• [Source document]:
= Giovanni Bovara =

Giovanni Bovara Rejna (30 September 1734, Malgrate, not far from Como - 12 October 1812, Milan) was an Italian priest and politician.

==Life==
===Early years===
The second son of Cristoforo Bovara Rejna and Teodora Brentano Riati, Bovara's family had become rich through the silk-trade and silk-production since the early years of the 18th century. This gave Bovara an easy start to his ecclesiastical career, studying in the Milan seminary and ordained priest in Milan Cathedral in 1758. He then joined the congregation of Oblates. He was interested in contemporary literary and cultural life in Milan and entered the Accademia dei Trasformati, excelled in Latin poetry and entered padre Branda's polemics alongside other writers such as Giuseppe Parini.

===Educational reformer===
He was appointed professor of Canonical Institutions at the University of Pavia in 1769, not only due to his own merits but also since he was a strong supporter of state policy in general and of the relationship between the church and state power in particular. In 1772 the Austrian authorities chose him as 'Secretary of Government' (i.e. Minister) for the Duchy of Milan and moved him to a teaching post in Milan's 'Scuole palatine' (Palatine Schools).

• [Short exercise]: Translate this sentence from the Giovanni Bovara biography into Spanish: "In 1772 the Austrian authorities chose him as 'Secretary of Government' (i.e. Minister) for the Duchy of Milan and moved him to a teaching post in Milan's 'Scuole palatine' (Palatine Schools)." The items were taken from a different source.

• [Data]:
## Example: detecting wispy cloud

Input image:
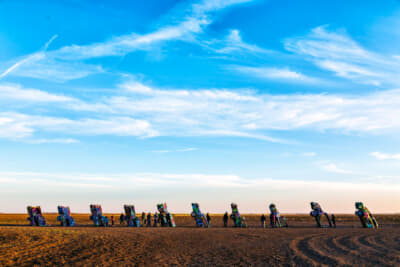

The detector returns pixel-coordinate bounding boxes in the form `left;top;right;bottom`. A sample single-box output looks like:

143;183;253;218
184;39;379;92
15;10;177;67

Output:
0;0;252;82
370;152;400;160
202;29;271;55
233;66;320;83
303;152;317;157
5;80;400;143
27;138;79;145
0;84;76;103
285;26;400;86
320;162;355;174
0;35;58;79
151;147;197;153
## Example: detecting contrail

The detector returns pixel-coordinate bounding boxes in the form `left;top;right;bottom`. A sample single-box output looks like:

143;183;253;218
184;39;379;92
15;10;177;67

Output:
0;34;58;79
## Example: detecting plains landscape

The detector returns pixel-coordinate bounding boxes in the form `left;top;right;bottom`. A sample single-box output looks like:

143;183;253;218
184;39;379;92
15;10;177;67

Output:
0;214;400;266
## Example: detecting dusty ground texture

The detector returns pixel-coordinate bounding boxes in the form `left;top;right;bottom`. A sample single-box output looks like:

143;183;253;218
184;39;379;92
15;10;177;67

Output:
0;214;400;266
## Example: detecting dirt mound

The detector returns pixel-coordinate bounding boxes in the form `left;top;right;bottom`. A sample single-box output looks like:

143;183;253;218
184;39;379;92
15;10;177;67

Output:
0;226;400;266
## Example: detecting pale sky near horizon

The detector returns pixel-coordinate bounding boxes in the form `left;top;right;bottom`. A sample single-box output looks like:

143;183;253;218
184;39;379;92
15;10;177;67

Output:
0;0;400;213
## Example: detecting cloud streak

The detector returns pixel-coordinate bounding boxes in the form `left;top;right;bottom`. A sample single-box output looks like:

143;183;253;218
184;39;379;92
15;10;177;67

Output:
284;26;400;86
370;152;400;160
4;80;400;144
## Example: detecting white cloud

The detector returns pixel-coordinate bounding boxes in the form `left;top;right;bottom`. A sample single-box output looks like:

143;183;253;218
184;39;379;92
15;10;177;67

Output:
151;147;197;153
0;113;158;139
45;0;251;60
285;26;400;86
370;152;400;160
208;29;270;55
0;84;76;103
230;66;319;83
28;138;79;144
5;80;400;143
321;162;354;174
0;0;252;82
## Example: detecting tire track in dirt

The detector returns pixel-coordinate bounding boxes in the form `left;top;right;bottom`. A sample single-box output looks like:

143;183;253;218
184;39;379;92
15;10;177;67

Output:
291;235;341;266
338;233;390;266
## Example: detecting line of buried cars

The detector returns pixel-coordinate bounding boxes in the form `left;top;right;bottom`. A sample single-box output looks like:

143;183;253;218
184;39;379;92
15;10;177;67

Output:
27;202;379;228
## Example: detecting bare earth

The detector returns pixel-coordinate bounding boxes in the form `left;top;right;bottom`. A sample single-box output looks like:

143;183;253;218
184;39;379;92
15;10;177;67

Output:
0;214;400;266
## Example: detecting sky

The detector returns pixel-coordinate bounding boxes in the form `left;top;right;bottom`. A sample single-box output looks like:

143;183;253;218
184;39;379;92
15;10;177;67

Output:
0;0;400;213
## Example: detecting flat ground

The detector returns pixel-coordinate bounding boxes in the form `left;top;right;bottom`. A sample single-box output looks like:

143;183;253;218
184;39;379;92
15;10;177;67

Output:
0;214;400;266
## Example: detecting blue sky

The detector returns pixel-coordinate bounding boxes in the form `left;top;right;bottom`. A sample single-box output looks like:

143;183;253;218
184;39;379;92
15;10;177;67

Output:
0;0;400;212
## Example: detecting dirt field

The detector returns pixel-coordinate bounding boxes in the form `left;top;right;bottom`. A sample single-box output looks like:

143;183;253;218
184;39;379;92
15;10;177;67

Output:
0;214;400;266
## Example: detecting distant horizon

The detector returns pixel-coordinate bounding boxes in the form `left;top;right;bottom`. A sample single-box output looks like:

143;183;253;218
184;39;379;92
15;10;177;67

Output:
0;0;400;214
* * *
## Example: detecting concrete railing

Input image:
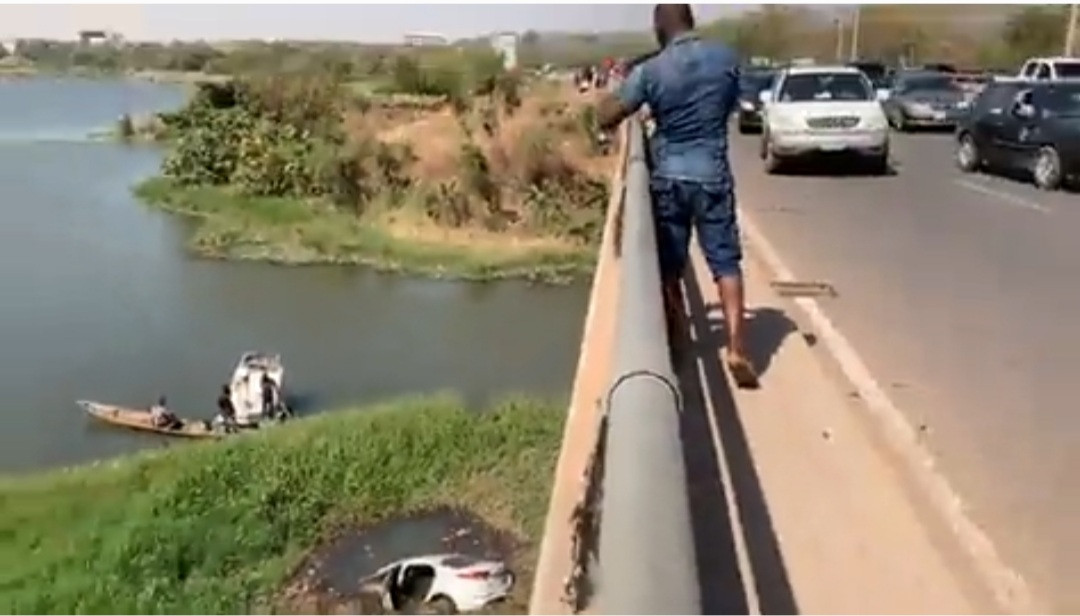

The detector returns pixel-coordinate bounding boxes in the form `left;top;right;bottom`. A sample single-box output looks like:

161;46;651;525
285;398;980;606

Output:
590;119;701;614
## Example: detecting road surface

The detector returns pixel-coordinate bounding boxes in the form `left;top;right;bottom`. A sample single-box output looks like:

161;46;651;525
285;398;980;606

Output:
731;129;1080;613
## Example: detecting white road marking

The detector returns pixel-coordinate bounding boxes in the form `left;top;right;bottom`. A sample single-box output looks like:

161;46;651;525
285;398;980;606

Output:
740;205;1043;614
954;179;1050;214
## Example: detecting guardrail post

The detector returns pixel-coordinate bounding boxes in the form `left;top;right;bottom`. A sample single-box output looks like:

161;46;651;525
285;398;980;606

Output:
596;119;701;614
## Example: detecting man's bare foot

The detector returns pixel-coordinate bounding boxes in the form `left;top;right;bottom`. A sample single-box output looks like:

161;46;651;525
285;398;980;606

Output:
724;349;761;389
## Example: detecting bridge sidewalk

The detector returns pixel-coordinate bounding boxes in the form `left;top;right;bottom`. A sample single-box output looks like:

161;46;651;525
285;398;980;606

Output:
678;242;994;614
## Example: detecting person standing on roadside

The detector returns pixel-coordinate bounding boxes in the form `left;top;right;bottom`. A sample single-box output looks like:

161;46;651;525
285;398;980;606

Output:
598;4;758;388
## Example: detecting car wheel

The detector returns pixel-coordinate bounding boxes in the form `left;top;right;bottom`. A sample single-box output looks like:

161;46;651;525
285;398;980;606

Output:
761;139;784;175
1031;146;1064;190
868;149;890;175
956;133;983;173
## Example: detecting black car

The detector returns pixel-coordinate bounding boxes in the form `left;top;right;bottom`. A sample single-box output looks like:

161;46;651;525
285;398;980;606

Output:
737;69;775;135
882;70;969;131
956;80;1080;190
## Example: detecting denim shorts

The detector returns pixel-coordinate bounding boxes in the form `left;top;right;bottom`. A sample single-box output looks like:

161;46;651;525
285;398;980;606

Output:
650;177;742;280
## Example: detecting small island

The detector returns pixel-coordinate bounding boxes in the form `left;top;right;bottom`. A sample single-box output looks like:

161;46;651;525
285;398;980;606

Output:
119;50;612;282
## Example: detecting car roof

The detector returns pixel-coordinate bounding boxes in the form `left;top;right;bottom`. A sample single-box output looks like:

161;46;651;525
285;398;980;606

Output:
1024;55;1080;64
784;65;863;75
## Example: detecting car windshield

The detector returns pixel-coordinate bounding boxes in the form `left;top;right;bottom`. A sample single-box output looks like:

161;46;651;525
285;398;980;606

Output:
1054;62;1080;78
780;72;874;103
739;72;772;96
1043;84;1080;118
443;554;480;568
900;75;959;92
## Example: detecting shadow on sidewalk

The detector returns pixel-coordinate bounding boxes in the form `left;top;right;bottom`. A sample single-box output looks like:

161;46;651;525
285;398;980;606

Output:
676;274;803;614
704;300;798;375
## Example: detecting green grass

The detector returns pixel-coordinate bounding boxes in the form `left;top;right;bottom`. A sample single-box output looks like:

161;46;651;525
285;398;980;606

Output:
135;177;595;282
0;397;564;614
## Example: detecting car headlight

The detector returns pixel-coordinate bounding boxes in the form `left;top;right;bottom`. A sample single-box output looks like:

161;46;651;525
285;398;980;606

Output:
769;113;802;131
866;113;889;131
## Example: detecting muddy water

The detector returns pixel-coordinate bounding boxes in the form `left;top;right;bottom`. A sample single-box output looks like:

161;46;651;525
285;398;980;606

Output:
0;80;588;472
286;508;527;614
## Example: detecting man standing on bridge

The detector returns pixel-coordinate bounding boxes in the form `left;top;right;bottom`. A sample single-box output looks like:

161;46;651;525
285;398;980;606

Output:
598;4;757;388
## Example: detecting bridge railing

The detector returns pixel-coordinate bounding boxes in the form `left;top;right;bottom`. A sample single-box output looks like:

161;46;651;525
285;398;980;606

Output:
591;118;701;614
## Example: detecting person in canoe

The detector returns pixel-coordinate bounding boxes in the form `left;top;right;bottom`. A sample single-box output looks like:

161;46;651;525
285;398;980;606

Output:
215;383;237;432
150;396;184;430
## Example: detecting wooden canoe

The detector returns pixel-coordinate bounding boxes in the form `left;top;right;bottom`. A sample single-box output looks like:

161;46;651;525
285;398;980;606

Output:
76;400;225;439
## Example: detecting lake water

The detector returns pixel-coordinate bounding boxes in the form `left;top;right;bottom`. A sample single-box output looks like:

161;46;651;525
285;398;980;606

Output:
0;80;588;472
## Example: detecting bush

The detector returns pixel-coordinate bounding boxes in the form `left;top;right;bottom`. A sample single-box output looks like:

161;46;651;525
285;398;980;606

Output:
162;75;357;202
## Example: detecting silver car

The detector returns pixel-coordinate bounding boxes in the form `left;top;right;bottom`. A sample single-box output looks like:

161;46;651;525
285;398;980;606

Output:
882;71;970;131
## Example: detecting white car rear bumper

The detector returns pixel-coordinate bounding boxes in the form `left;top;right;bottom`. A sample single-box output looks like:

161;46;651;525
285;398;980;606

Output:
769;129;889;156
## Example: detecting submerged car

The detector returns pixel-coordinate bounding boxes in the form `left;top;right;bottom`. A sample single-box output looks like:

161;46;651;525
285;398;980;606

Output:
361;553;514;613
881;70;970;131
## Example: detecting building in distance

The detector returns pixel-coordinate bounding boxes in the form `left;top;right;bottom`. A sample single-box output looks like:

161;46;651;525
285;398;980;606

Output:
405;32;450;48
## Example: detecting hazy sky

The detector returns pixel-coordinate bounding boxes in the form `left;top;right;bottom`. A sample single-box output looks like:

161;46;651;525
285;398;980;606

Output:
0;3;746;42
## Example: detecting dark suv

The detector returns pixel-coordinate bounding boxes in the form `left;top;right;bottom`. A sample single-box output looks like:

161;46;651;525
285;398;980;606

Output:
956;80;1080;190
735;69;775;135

• [The response]: En 1772 las autoridades austriacas lo eligieron como 'Secretario de Gobierno' (es decir, ministro) del Ducado de Milán y lo trasladaron a un puesto docente en las 'Scuole palatine' (Escuelas Palatinas) de Milán.